*Passage*
* * *

Saturday, November 07, 2009

The value of p-values: Science magazine asks

My students know how I cringe when I am forced to teach them p-values. I have always felt that their meaning is hard to grasp, and hence they are mostly abused when used by non-statisticians. This is clearly happening in research using large datasets, where p-values are practically useless for inferring practical importance of effects (check out our latest paper on the subject, which looks at large-dataset research in Information Systems).

So, when one of the PhD students taking my "Scientific Data Collection" course stumbled upon this recent Science Magazine article "Mission Improbable: A Concise and Precise Definition of P-Value" he couldn't resist emailing it to me. The article showcases the abuse of p-values in medical research due their illusive meaning. This is not even with large samples! Researchers incorrectly interpret the meaning of a p-value to be the probability of an effect rather than its statistical significance. The result of such confusion can clearly be devastating when the issue at stake is the effectiveness of a new drug or vaccine.

There are obviously better ways for assessing statistical significance, which are better aligned with practical significance and are also less ambiguous than p-values. One is confidence intervals. You get an estimate of your effect plus/minus some margin. You can then evaluate what the interval means practically. Another approach (good to try both) is to test predictive accuracy of your model, to see whether the prediction error is at a reasonable level -- this is achieved by applying your model to new data, and evaluating how well it fits those new data.

* * *

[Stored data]
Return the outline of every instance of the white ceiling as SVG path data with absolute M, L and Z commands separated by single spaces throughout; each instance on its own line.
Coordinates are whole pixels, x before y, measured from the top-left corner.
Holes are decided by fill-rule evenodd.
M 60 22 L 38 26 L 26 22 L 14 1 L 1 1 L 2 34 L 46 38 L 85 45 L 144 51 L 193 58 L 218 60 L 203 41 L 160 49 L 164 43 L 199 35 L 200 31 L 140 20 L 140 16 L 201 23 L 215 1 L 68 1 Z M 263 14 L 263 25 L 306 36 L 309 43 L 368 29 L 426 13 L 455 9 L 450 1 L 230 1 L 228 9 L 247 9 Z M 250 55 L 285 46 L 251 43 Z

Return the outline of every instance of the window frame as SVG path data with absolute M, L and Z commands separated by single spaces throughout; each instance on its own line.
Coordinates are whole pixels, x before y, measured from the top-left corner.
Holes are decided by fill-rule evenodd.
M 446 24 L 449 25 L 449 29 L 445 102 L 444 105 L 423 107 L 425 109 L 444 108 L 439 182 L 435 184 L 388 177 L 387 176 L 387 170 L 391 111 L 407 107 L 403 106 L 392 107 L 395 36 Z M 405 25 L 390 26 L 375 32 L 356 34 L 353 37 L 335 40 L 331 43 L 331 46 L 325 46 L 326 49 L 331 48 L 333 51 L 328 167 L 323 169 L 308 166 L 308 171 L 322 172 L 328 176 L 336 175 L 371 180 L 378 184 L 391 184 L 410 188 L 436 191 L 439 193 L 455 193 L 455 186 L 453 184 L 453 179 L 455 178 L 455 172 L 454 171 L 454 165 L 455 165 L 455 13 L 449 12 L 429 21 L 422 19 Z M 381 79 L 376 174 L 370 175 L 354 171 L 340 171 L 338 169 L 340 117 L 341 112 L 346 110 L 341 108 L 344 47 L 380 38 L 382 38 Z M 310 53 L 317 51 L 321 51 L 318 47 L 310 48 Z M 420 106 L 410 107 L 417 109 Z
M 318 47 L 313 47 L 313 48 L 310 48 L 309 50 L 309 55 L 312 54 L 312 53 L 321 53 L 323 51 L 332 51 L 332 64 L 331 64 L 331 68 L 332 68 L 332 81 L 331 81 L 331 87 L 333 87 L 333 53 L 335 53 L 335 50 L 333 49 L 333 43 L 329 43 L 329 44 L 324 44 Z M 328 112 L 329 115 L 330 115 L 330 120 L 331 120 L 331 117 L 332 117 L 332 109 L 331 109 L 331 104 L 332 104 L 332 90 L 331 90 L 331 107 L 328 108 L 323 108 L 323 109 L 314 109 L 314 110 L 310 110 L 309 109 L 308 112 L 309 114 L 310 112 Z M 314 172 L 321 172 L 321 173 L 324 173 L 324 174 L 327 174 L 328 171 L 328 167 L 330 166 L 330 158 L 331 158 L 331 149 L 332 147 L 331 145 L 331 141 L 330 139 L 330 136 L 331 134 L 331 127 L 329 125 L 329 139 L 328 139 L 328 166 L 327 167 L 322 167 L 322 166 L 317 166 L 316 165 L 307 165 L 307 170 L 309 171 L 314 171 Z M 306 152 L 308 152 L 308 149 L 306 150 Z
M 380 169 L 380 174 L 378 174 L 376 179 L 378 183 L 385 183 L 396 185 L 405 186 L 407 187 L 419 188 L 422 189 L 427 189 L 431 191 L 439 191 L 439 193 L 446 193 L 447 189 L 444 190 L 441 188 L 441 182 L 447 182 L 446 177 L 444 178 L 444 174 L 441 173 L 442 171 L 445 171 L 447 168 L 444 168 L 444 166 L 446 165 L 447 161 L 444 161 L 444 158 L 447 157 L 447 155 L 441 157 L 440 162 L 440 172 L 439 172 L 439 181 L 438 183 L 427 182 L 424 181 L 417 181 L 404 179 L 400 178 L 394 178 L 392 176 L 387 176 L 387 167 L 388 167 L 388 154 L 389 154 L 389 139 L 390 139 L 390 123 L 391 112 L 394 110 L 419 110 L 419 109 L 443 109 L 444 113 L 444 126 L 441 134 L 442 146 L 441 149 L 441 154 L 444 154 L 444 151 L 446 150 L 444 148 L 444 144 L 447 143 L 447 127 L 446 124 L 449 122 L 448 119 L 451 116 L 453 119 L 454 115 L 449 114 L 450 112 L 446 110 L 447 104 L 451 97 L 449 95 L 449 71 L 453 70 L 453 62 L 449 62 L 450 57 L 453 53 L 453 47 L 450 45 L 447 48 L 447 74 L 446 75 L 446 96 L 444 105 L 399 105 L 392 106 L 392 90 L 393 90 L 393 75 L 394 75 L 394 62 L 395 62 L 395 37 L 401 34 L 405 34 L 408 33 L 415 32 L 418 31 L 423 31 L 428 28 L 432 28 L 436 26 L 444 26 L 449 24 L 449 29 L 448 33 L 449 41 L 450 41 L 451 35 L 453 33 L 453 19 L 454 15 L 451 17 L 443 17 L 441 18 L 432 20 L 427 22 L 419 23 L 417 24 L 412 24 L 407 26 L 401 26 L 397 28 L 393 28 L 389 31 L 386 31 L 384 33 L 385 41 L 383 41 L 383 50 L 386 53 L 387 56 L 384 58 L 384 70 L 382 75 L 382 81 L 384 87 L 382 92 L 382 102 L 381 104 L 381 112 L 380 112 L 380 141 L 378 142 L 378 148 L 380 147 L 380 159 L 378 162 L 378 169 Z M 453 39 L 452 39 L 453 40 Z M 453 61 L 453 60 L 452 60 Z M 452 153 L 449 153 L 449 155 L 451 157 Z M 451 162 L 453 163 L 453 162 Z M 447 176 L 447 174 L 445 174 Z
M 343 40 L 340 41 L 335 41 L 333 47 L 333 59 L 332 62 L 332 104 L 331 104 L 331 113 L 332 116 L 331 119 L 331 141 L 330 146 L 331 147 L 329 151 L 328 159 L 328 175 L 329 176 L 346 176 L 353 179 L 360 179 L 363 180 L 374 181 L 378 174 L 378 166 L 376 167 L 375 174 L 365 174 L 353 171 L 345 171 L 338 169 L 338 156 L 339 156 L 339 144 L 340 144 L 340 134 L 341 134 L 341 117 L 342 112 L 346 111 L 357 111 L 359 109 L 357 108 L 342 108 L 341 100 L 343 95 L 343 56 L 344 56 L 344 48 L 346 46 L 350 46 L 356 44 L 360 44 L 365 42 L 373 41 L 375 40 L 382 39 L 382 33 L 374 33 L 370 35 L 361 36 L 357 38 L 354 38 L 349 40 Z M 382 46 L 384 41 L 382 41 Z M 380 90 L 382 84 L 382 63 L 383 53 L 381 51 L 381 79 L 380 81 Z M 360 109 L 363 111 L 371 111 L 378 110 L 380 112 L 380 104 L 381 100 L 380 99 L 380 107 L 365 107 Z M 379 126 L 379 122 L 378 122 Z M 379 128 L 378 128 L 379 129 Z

* * *

*Complete the following*
(1) Reproduce the post on p-values from "My students know" up to and including "in Information Systems).".
(2) Continue the post on p-values, picking up after its final sentence.

*Response list*
(1)
My students know how I cringe when I am forced to teach them p-values. I have always felt that their meaning is hard to grasp, and hence they are mostly abused when used by non-statisticians. This is clearly happening in research using large datasets, where p-values are practically useless for inferring practical importance of effects (check out our latest paper on the subject, which looks at large-dataset research in Information Systems).

(2)
Shockingly enough, people seem to really want to use p-values, even if they don't understand them. I recently was involved in designing materials for a basic course on statistics for engineers and managers in a big company. We created an innovative and beautiful set of slides, with real examples, straightforward explanations, and practical advice. The 200+ slides did not have mention of p-values, but rather focused on measuring effects, understanding sampling variability, standard errors and confidence intervals, seeing the value of residual analysis in linear regression, and learning how to perform and evaluate prediction. Yet, we were requested by the company to replace some of this material ("not sure if we will need residual analysis, sampling error etc. our target audience may not use it") with material on p-values and on the 0.05 threshold ("It will be sufficient to know interpreting the p-value and R-sq to interpret the results"). Sigh.
It's hard to change a culture with such a long history.